====== SUPPLIED MATERIAL
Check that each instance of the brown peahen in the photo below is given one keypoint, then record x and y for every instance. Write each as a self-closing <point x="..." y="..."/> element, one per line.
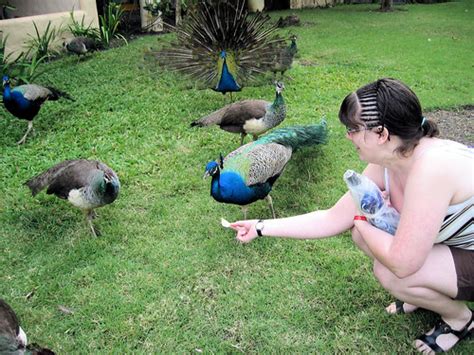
<point x="253" y="117"/>
<point x="248" y="173"/>
<point x="222" y="46"/>
<point x="86" y="184"/>
<point x="13" y="339"/>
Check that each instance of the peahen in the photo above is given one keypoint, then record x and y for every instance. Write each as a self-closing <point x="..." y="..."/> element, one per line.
<point x="248" y="173"/>
<point x="284" y="59"/>
<point x="80" y="45"/>
<point x="13" y="339"/>
<point x="253" y="117"/>
<point x="87" y="184"/>
<point x="25" y="101"/>
<point x="222" y="46"/>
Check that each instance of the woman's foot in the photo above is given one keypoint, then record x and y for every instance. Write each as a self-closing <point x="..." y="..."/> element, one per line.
<point x="400" y="307"/>
<point x="443" y="337"/>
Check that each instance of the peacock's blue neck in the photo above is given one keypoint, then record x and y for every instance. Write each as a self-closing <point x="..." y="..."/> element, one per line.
<point x="278" y="99"/>
<point x="227" y="82"/>
<point x="6" y="92"/>
<point x="229" y="187"/>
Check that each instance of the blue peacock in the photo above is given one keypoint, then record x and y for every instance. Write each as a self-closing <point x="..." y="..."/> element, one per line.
<point x="221" y="46"/>
<point x="25" y="101"/>
<point x="248" y="173"/>
<point x="86" y="184"/>
<point x="253" y="117"/>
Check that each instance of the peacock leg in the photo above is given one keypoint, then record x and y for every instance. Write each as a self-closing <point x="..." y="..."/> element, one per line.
<point x="30" y="127"/>
<point x="244" y="210"/>
<point x="242" y="136"/>
<point x="90" y="215"/>
<point x="270" y="202"/>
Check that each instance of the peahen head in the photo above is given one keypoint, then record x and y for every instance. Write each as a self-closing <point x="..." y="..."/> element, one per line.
<point x="107" y="186"/>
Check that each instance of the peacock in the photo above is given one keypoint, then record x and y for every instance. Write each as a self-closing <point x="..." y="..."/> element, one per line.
<point x="80" y="45"/>
<point x="222" y="46"/>
<point x="86" y="184"/>
<point x="248" y="173"/>
<point x="13" y="339"/>
<point x="25" y="101"/>
<point x="253" y="117"/>
<point x="284" y="59"/>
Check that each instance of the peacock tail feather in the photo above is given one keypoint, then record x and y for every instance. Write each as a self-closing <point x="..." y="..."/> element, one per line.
<point x="297" y="136"/>
<point x="249" y="42"/>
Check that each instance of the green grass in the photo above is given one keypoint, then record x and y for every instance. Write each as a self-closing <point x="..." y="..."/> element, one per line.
<point x="165" y="276"/>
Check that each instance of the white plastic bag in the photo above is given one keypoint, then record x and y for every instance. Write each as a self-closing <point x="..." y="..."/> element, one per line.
<point x="370" y="202"/>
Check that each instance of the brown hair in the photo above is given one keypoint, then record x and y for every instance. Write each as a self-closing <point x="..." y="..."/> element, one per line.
<point x="388" y="103"/>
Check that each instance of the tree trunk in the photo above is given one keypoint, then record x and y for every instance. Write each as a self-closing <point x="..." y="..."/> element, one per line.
<point x="386" y="5"/>
<point x="177" y="5"/>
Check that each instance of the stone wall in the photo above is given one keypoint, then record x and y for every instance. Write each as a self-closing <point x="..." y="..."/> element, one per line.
<point x="18" y="30"/>
<point x="41" y="7"/>
<point x="299" y="4"/>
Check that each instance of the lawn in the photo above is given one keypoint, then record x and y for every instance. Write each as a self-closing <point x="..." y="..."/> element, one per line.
<point x="165" y="276"/>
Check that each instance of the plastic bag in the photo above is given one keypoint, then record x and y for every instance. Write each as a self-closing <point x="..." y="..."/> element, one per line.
<point x="370" y="202"/>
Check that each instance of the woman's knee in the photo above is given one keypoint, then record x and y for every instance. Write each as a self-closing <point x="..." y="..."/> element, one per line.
<point x="386" y="278"/>
<point x="357" y="239"/>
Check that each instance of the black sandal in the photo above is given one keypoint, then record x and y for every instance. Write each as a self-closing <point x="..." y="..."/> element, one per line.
<point x="399" y="307"/>
<point x="443" y="328"/>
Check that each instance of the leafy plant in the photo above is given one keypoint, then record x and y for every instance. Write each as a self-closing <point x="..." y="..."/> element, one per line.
<point x="6" y="64"/>
<point x="5" y="5"/>
<point x="26" y="69"/>
<point x="153" y="7"/>
<point x="41" y="44"/>
<point x="80" y="29"/>
<point x="23" y="69"/>
<point x="109" y="23"/>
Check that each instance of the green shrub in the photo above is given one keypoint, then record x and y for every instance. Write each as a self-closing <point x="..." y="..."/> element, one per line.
<point x="109" y="23"/>
<point x="40" y="45"/>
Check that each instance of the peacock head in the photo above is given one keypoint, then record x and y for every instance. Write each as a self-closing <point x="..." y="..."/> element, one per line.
<point x="279" y="87"/>
<point x="213" y="167"/>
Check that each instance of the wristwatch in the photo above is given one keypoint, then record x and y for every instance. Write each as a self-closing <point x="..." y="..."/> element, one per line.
<point x="259" y="227"/>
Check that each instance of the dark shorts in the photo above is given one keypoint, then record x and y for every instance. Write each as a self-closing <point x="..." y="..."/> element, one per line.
<point x="464" y="264"/>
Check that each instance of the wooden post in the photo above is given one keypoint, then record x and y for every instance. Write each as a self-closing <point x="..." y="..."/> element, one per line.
<point x="178" y="12"/>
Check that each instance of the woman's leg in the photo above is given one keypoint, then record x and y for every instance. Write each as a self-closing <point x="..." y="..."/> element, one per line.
<point x="433" y="287"/>
<point x="392" y="308"/>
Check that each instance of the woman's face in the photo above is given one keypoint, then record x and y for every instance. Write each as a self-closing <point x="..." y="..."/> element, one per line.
<point x="365" y="142"/>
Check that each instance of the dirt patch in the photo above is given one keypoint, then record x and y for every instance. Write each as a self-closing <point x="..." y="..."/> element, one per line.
<point x="457" y="125"/>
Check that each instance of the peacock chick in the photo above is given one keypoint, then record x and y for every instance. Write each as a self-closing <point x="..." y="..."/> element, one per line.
<point x="284" y="59"/>
<point x="248" y="173"/>
<point x="86" y="184"/>
<point x="253" y="117"/>
<point x="13" y="339"/>
<point x="25" y="101"/>
<point x="80" y="45"/>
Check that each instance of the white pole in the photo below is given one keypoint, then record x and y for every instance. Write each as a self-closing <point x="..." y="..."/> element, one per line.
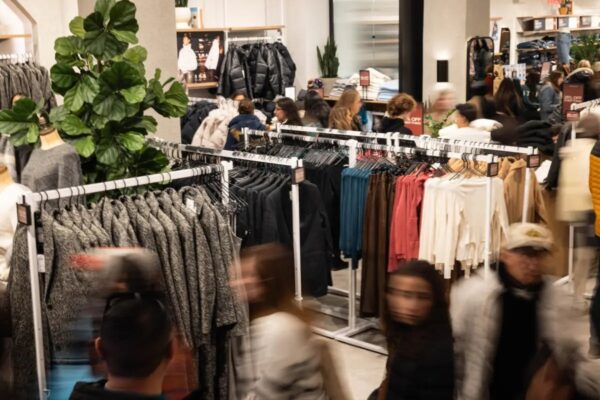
<point x="488" y="226"/>
<point x="36" y="303"/>
<point x="296" y="233"/>
<point x="526" y="191"/>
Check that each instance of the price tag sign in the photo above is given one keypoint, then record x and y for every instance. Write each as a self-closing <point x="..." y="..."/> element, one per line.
<point x="365" y="77"/>
<point x="297" y="176"/>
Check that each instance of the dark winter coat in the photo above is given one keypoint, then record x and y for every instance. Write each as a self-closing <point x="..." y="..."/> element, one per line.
<point x="241" y="121"/>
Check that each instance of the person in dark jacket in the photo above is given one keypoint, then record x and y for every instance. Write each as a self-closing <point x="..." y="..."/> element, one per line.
<point x="137" y="343"/>
<point x="398" y="109"/>
<point x="246" y="119"/>
<point x="316" y="110"/>
<point x="287" y="113"/>
<point x="419" y="335"/>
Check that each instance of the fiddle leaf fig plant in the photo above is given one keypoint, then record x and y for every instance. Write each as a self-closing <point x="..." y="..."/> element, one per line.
<point x="100" y="73"/>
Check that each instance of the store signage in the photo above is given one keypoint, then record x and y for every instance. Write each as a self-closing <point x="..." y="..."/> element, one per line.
<point x="414" y="121"/>
<point x="572" y="94"/>
<point x="365" y="78"/>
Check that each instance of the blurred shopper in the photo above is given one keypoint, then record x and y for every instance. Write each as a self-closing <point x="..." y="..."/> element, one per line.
<point x="245" y="119"/>
<point x="499" y="323"/>
<point x="398" y="110"/>
<point x="595" y="307"/>
<point x="509" y="100"/>
<point x="286" y="112"/>
<point x="347" y="107"/>
<point x="442" y="101"/>
<point x="284" y="356"/>
<point x="419" y="336"/>
<point x="574" y="200"/>
<point x="316" y="110"/>
<point x="550" y="96"/>
<point x="465" y="114"/>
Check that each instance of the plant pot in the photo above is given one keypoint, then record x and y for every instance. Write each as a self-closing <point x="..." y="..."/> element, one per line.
<point x="183" y="15"/>
<point x="328" y="84"/>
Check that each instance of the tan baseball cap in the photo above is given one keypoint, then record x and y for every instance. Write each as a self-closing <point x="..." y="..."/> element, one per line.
<point x="529" y="235"/>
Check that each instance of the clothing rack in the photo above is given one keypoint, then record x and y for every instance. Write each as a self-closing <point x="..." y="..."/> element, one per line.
<point x="293" y="163"/>
<point x="347" y="334"/>
<point x="32" y="202"/>
<point x="530" y="154"/>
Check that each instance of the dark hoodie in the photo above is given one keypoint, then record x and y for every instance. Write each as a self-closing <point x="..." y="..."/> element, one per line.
<point x="393" y="125"/>
<point x="96" y="391"/>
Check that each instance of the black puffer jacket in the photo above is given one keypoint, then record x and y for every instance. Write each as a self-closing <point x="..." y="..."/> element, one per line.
<point x="259" y="70"/>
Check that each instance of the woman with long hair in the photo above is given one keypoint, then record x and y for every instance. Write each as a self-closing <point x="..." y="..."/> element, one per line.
<point x="419" y="336"/>
<point x="508" y="100"/>
<point x="285" y="357"/>
<point x="287" y="113"/>
<point x="349" y="104"/>
<point x="551" y="95"/>
<point x="316" y="110"/>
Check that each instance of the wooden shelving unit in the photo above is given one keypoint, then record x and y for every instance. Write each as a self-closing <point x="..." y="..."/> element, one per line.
<point x="14" y="36"/>
<point x="236" y="29"/>
<point x="202" y="85"/>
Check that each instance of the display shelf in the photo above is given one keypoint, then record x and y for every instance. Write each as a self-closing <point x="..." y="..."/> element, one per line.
<point x="547" y="32"/>
<point x="527" y="19"/>
<point x="202" y="85"/>
<point x="235" y="29"/>
<point x="376" y="102"/>
<point x="15" y="36"/>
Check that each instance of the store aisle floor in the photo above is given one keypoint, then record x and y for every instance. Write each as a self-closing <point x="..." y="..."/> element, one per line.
<point x="363" y="370"/>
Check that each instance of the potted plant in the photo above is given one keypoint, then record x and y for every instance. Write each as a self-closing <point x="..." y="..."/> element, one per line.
<point x="100" y="73"/>
<point x="329" y="65"/>
<point x="183" y="14"/>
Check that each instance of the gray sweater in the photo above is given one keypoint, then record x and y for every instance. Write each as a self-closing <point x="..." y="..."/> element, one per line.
<point x="55" y="168"/>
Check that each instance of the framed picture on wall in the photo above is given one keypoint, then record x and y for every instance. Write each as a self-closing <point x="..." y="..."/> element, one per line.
<point x="199" y="57"/>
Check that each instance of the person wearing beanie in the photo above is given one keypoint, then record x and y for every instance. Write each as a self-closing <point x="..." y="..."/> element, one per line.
<point x="500" y="323"/>
<point x="245" y="119"/>
<point x="398" y="110"/>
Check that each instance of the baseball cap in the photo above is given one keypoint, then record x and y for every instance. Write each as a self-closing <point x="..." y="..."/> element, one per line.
<point x="528" y="235"/>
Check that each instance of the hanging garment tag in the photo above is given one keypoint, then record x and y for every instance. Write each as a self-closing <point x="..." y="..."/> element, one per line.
<point x="190" y="204"/>
<point x="24" y="214"/>
<point x="41" y="263"/>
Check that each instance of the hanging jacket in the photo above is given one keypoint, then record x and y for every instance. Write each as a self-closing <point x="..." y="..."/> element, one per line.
<point x="595" y="183"/>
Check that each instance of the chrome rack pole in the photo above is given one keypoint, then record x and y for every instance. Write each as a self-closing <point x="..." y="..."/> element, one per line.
<point x="295" y="194"/>
<point x="36" y="302"/>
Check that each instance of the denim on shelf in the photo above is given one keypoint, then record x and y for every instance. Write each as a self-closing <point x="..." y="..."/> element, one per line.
<point x="563" y="47"/>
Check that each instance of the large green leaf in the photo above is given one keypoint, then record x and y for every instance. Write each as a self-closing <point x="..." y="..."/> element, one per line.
<point x="110" y="105"/>
<point x="125" y="36"/>
<point x="132" y="141"/>
<point x="175" y="102"/>
<point x="122" y="17"/>
<point x="76" y="27"/>
<point x="68" y="46"/>
<point x="121" y="75"/>
<point x="103" y="7"/>
<point x="63" y="77"/>
<point x="72" y="125"/>
<point x="100" y="42"/>
<point x="136" y="54"/>
<point x="85" y="146"/>
<point x="134" y="94"/>
<point x="58" y="115"/>
<point x="107" y="154"/>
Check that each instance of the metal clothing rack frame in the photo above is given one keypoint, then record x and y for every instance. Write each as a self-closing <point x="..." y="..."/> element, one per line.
<point x="292" y="163"/>
<point x="354" y="328"/>
<point x="33" y="200"/>
<point x="530" y="154"/>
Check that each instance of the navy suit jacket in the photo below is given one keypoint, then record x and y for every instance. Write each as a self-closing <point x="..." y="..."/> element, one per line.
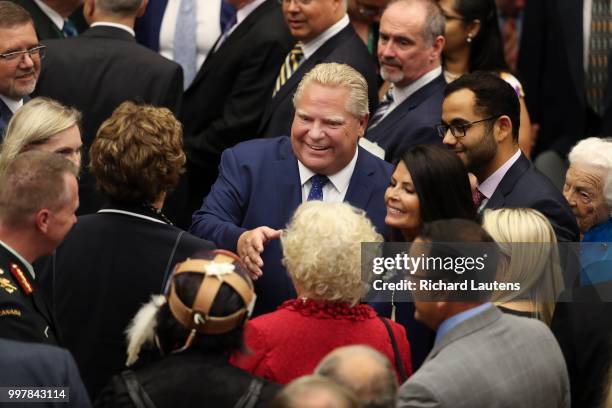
<point x="147" y="27"/>
<point x="40" y="365"/>
<point x="259" y="185"/>
<point x="412" y="122"/>
<point x="346" y="48"/>
<point x="523" y="186"/>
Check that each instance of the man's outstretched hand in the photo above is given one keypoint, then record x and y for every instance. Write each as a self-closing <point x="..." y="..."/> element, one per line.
<point x="250" y="246"/>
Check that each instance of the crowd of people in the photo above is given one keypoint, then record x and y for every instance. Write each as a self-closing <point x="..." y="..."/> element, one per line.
<point x="192" y="195"/>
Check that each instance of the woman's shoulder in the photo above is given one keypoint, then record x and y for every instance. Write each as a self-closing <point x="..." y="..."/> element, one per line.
<point x="514" y="82"/>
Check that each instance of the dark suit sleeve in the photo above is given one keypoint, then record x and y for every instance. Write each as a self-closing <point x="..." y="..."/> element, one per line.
<point x="222" y="212"/>
<point x="245" y="105"/>
<point x="78" y="394"/>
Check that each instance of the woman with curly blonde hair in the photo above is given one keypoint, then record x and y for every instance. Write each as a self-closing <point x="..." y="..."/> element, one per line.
<point x="531" y="258"/>
<point x="322" y="253"/>
<point x="43" y="124"/>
============
[PROBLEM STATEMENT] Repeat exactly the lines above, starting with the line that contains "Check that each instance of the man's" and ending with the last line, both included, and nothing else.

[SOLUTION TO THE EXERCISE]
Check that each instance of the man's outstretched hand in the photo above is given one keypoint, then record x and y for every instance. Write each as a self-closing <point x="..." y="..."/> element, one per line.
<point x="250" y="246"/>
Check that each instance of the crowd of people in the photo above is given one keypoint, then record x and y for every instance. Write each as a self-closing <point x="..." y="..."/> element, one per line.
<point x="192" y="195"/>
Check that each instance of the woman's shoulder in the photo above is given one keypoint, then record x and y for every instance. Write each as a self-closing <point x="..." y="..."/> element, one per line.
<point x="514" y="82"/>
Check that each instance of the dark suit sleeve in the photo above is given one keypoint, then record x and y for every instance. Write each as a self-closing <point x="..." y="..."/> element, one per line.
<point x="222" y="212"/>
<point x="245" y="105"/>
<point x="78" y="394"/>
Check that each instance of the woman with curly blonde hair in the photo above is given one keypoint, then record x and y for every instance. Write each as a self-closing <point x="..." y="..."/> element, one per line.
<point x="531" y="258"/>
<point x="322" y="253"/>
<point x="43" y="124"/>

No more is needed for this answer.